» SUPPLIED INFORMATION
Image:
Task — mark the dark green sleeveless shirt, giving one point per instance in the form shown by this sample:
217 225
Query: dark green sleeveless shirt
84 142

» DESCRIPTION OF THE TASK
Transcribe all entries exactly as they are given.

» TASK RESULT
Image:
Task — mark the dark green sleeveless shirt, giving one point per instance in the form shown by this sample:
217 225
Query: dark green sleeveless shirt
84 142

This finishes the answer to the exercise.